[Material provided start]

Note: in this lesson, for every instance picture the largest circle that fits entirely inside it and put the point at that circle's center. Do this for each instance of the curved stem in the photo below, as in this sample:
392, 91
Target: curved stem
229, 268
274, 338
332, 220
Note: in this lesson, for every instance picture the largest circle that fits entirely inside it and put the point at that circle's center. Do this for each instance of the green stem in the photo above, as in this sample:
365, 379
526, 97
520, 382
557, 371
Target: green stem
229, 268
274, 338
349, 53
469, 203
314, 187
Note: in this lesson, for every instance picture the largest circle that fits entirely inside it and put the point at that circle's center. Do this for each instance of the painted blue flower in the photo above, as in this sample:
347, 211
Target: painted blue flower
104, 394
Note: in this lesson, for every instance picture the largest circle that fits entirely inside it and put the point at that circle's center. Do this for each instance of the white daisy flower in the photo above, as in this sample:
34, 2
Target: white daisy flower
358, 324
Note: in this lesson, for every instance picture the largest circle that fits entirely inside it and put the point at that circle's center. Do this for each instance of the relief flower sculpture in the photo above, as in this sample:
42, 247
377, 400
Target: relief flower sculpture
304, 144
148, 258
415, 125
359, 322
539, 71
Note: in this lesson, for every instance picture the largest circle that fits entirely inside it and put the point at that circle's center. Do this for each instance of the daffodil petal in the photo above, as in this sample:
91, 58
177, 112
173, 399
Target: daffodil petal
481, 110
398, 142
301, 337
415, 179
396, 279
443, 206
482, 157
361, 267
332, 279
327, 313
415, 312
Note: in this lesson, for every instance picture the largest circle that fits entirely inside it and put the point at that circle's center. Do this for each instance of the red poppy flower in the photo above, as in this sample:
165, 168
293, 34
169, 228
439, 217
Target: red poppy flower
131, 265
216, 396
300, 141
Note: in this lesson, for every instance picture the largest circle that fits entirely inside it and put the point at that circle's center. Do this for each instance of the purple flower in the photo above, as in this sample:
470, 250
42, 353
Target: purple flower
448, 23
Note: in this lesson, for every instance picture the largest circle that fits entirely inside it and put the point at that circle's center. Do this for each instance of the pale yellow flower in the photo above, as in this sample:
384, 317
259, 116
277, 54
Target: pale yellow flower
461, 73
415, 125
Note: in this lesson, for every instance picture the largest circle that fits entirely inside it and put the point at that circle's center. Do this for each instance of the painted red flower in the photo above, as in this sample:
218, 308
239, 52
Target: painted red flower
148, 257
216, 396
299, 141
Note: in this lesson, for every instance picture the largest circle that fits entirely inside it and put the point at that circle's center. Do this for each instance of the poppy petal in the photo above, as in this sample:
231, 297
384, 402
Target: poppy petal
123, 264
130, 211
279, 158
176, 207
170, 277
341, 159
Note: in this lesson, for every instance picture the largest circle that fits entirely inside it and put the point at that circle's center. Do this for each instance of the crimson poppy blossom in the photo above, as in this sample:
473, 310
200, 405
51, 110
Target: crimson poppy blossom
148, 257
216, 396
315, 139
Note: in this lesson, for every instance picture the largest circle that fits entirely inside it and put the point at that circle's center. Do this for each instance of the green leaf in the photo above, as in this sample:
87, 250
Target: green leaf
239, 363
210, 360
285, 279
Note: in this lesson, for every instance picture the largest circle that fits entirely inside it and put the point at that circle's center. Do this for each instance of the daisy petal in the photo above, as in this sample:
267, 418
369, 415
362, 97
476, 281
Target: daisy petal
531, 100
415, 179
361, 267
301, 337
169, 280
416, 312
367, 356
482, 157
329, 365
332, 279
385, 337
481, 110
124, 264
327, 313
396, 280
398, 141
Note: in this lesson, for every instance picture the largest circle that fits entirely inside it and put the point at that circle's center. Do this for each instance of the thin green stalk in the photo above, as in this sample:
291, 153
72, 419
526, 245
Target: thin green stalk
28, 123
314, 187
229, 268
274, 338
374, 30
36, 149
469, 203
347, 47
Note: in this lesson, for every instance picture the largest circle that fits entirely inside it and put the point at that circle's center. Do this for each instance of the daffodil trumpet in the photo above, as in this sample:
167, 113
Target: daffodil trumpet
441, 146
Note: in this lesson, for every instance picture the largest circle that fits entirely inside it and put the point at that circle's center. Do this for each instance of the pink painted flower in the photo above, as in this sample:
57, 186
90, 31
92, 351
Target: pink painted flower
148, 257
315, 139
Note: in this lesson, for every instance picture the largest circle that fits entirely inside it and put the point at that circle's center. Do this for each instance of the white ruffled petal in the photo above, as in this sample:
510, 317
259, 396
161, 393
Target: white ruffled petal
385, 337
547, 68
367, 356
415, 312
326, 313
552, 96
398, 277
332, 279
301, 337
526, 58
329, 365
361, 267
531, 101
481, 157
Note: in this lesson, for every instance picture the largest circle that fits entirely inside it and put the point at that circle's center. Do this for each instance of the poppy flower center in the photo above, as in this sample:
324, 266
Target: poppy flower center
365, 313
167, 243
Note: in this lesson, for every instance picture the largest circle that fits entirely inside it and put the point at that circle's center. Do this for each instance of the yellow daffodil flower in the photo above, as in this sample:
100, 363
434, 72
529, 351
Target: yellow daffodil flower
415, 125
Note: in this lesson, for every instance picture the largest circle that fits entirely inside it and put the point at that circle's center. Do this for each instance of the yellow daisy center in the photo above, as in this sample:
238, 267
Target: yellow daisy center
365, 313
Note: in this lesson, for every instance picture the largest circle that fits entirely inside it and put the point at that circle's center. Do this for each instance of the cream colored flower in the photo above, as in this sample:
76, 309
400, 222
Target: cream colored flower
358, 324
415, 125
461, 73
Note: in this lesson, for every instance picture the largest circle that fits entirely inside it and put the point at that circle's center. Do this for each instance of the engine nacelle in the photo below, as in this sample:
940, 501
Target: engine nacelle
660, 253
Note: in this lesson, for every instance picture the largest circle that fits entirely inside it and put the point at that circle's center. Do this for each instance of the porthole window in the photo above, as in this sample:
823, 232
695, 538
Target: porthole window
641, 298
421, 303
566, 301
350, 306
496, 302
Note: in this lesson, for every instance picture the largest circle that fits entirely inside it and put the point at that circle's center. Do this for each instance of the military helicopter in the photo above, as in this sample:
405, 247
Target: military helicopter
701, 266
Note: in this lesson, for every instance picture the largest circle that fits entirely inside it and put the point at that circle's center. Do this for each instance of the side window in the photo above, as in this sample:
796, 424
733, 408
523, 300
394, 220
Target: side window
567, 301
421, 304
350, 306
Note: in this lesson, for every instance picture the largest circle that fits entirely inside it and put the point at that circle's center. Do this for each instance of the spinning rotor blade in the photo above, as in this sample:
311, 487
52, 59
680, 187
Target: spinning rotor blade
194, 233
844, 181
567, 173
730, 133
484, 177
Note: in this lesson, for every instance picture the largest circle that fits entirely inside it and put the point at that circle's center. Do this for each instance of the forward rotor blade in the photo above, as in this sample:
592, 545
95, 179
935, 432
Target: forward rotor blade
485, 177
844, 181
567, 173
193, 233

[Material provided end]

Take the data above and return it exactly.

• Exercise output
Note: in this lesson, for every instance picture the largest circle that fits entirely inside it and put the point at that circle's center. Do this for each instance of the curved stem in the photo below, as in this sample:
392, 91
Target: curved stem
229, 268
274, 338
332, 220
Note: in this lesson, for every instance picture the largest circle that fits entirely inside it and put the point at that circle's center. Do this for each instance of the green stem in the photo above, as in this sample:
365, 379
526, 97
520, 382
557, 371
Target: green stem
229, 268
274, 338
349, 53
469, 203
314, 187
Note: in this lesson, for every instance picture the largest circle that fits entirely inside it and put the point at that circle's center. Do this for each instance of the painted blue flower in the photo above, as in this sample:
347, 211
Target: painted blue flower
104, 394
Note: in this lesson, for every instance picture the largest circle that fits entirely inside it and put the point at that circle's center. Do this for each instance of the white daisy flower in the photo above, as in this sample:
34, 2
Target: white daisy flower
358, 324
Note: in this lesson, for every instance picture the largest circle that fits entirely inside it and put the point at that circle's center. Do this for each instance of the relief flower sculpture in the photo above, as in this sample:
42, 247
377, 400
Target: relief flower sculpture
304, 144
148, 258
415, 125
359, 322
539, 71
Note: in this lesson, for every instance picture the largest circle that fits entirely inside it and put the point at that circle's center. Do this for each instance of the daffodil petal in the photo above, as in this sample:
91, 58
177, 112
173, 399
Target: daffodil petal
481, 110
398, 142
301, 337
415, 179
396, 279
443, 206
482, 157
361, 267
332, 279
327, 313
415, 312
Note: in this lesson, for every instance picture the largest circle that fits entirely inside it and put the point at that circle's center. Do this for each instance of the red poppy flower in the photo above, as in this sample:
165, 168
293, 34
169, 228
439, 217
Target: red poppy flower
131, 265
216, 396
300, 141
Note: in this lesson, for every instance picture the largest circle that fits entirely inside it and put the point at that circle's center. Do this for each instance of the purple flower in the photo above, as in this sample:
470, 250
42, 353
Target: purple flower
448, 23
Note: in this lesson, for every instance picture the largest circle that fits entirely inside it and put the point at that circle's center. Do this for each instance of the pale yellow flower in the photo above, as in this sample:
384, 317
259, 116
277, 54
Target: pale yellow flower
461, 73
415, 125
Note: in this lesson, for every instance picture the largest circle that fits entirely inside it and put the point at that circle's center. Do this for each instance of the painted red flower in the photo above, as in this sample:
218, 308
239, 52
Target: painted red flower
148, 257
216, 396
299, 141
Note: in this lesson, for every instance picture the largest circle that fits entirely inside it and put the point at that circle's center. Do this for each instance of the poppy petal in the photo above, as in this sample:
231, 297
384, 402
Target: poppy petal
123, 264
130, 211
279, 158
176, 207
170, 277
341, 159
Note: in this lesson, for every instance picture the largest circle that fits entirely inside it and put the point at that circle's center. Do this for each instance of the crimson poppy blossom in the photo above, as in this sample:
473, 310
200, 405
51, 110
Target: crimson poppy blossom
148, 257
216, 396
315, 139
Note: in this lesson, for every instance picture the largest circle that fits entirely inside it and put the point at that circle's center. Do this for each instance of the green leaf in the photo above, as in this sample:
87, 250
Target: green leaf
239, 363
210, 360
285, 279
Note: in this lesson, for every instance picture the largest circle that fits entirely inside it and put the point at that circle's center. Do this for each instance of the daisy petal in the photo above, as in this sample:
267, 418
369, 415
362, 97
476, 281
Target: daisy petal
531, 100
415, 179
361, 267
301, 337
169, 280
416, 312
367, 356
482, 157
329, 365
332, 279
385, 337
481, 110
124, 264
327, 313
396, 280
398, 141
Note: in this lesson, for every instance picture the largest circle that fits entirely inside it and put the point at that circle's center. Do this for each instance of the thin green stalk in the photo above, as in this sample:
291, 153
72, 419
526, 245
Target: thin green stalk
28, 123
314, 187
229, 268
274, 338
374, 30
36, 149
469, 203
347, 47
Note: in this lesson, for every instance picture the largest circle that fits entirely inside it and put the point at that circle's center. Do this for each instance of the daffodil trumpet in the photo above, as in this sample:
167, 113
Target: daffodil trumpet
441, 146
Note: in this lesson, for every instance picture the largest circle that fits entirely inside it and put the point at that circle's center. Do this for each instance of the pink painted flower in the photo above, as in this sample:
57, 186
90, 31
92, 351
Target: pink painted flower
148, 257
315, 139
Note: in this lesson, for every instance picture the largest circle that fits entirely inside it and put the point at that circle's center. Do this for each instance of the white ruffled petal in the photo above, as in this sample:
510, 317
259, 396
161, 393
Target: white ruffled petal
385, 337
547, 68
367, 356
415, 312
326, 313
552, 96
398, 277
332, 279
301, 337
526, 58
329, 365
361, 267
531, 101
481, 157
Note: in this lesson, for every instance picture the largest circle that fits entirely inside it and put the point at that circle's center. Do this for each instance of the poppy flower center in the photo above, as in this sample:
324, 266
Target: poppy flower center
365, 313
167, 243
Note: in this lesson, for every instance picture the largest circle that fits entirely inside it and put the point at that circle's center. Do this for each instance of the yellow daffodil flower in the photo above, as in this sample:
100, 363
434, 72
529, 351
Target: yellow daffodil flower
415, 125
Note: in this lesson, for every instance picture the largest circle that fits entirely inside it and put the point at that circle's center. Do this for each instance of the yellow daisy center in the photo above, as in this sample:
238, 267
Target: yellow daisy center
365, 313
Note: in this lesson, for every instance picture the largest circle that fits entirely inside it and put the point at that circle's center. Do this for each instance of the cream colored flower in the photo above, as in this sample:
76, 309
400, 222
Target: cream colored flower
358, 324
415, 125
461, 73
Note: in this lesson, for every instance picture the largest circle that fits entirely inside it and put the point at that circle's center. Do this for each instance of the engine nacelle in the photo below, as in this sample:
940, 501
Target: engine nacelle
660, 253
Note: in this lesson, for every instance picture the largest circle that fits entirely inside it and put the point at that circle's center. Do this for each instance of the porthole window in the photo above, as in this sample:
823, 232
695, 538
Target: porthole window
641, 298
421, 303
566, 301
350, 306
496, 302
Note: in this lesson, for every instance picture the largest circle that fits entirely inside it and put the point at that circle's center. Do this for each instance of the military helicopter in the photo above, as in this sample:
405, 247
Target: military helicopter
701, 266
Note: in this lesson, for every instance picture the largest circle that fits entirely inside it and put the point at that circle's center. Do this for each instance of the side window in the photo above, as in this sample:
796, 424
733, 408
523, 300
394, 220
Target: side window
567, 301
421, 304
350, 306
Note: in this lesson, for every instance picture the largest circle that fits entirely inside it and put the point at that circle's center. Do this for each instance of the spinning rotor blade in the photo above, as in this sample:
311, 487
52, 59
680, 187
Target: spinning rotor blade
194, 233
844, 181
567, 173
730, 133
484, 177
Note: in this lesson, for every instance picture the largest circle that fits entirely inside it and put the point at that circle's center. Do this for each instance of the forward rotor blade in the photo above, as in this sample:
592, 545
95, 179
935, 432
Target: forward rotor blade
485, 177
844, 181
567, 173
193, 233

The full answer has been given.